EXERCISE INSTRUCTIONS: Output word for word the lines from the one with "Need: a point" to the final line of the data, both ends included, but skip the pictures.

RECORDS TO PROCESS:
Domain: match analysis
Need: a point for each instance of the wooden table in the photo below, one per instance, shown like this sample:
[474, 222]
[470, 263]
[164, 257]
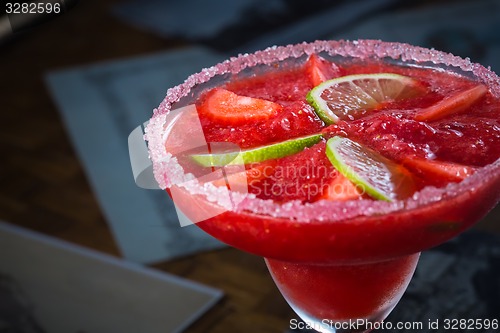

RESULT OF THIS EXERCISE:
Need: a point for each instance of the wooden table in the photo below, one per instance, shown like this sample:
[474, 222]
[470, 263]
[164, 257]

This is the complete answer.